TEXT FOR ANALYSIS:

Background: Little is known about the extent of heterogeneity of symptomatology in treated early-onset psychosis. The current study aims to quantify the extent of heterogeneity in trajectories of treated symptom severity in early-episode psychosis and their antecedents.
Methods: Data were from 491 persons with early-episode psychosis from a clinical trial of haloperidol and risperidone. Positive and Negative Syndrome Scale (PANSS) administrations were used to measure symptom severity trajectories for (a) rapid treatment response scores over 4 weeks and (b) medium-term course over 24 weeks. Baseline antecedents included sex, Diagnostic and Statistical Manual of Mental Disorders, Fourth Edition, diagnosis, age of onset, the Premorbid Adjustment Scale, and a cognitive test battery. Symptom severity trajectories were calculated with mixed mode latent class regression modeling from which groups were derived.

EXERCISE TASKS:
a – Using the abstract on early-episode psychosis, decide whether each statement agrees with it, and give yes or no with the deciding words quoted: (i) The trial compared haloperidol and risperidone. (ii) The medium-term course was followed over 12 weeks. (iii) Rapid treatment response was measured over 4 weeks.
b – Extend the abstract on early-episode psychosis, picking up after its final sentence.

LISTED RECORDS:

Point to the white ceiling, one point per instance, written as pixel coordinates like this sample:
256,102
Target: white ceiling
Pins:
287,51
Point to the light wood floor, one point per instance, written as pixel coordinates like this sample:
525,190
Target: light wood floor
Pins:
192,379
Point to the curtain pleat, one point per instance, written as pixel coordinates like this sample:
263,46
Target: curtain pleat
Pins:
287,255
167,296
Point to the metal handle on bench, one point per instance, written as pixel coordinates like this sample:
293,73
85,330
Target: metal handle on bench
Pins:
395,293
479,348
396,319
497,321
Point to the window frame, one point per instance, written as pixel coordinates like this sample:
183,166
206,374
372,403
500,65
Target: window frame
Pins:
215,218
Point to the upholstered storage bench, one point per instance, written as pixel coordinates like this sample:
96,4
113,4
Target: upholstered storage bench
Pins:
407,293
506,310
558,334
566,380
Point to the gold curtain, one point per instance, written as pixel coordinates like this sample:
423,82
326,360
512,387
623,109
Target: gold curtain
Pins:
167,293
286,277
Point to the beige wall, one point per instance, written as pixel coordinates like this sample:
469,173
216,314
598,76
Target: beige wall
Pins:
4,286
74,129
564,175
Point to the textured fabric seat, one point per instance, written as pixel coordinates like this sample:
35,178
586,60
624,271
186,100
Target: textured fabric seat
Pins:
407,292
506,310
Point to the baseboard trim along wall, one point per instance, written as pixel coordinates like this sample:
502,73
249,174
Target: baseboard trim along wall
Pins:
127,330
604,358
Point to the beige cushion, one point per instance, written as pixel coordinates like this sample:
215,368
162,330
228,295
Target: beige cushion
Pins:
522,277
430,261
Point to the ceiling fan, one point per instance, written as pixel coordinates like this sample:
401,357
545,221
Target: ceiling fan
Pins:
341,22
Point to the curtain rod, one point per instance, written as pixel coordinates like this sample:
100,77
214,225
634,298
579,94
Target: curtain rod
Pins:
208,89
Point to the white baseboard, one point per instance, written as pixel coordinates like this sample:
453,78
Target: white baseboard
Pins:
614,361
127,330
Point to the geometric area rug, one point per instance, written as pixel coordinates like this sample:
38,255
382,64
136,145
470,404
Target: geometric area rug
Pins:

ANSWERS FOR THE EXERCISE:
a –
(i) Yes: "from a clinical trial of haloperidol and risperidone"
(ii) No: "(b) medium-term course over 24 weeks"
(iii) Yes: "(a) rapid treatment response scores over 4 weeks"

b –
Results: Five groups based on PANSS scores over time were identified. Over 4 weeks, 3 groups with varied baseline PANSS scores (54-105) did not surpass 30% PANSS improvement. Another group improved and then was stable (n = 76,15.3%), and another showed marked improvement (n = 94,18.9%). Logistic regression showed that membership in the best response trajectory was associated with not having a diagnosis of schizophrenia, good premorbid functioning, and higher cognitive functioning, whereas membership in the poor response trajectory was associated with earlier age of onset and poorer cognitive functioning.
Conclusion: Amelioration generally characterizes treated symptom severity. Age of onset, diagnosis, cognitive functioning, and premorbid functioning have prognostic value in predicting treatment response trajectories.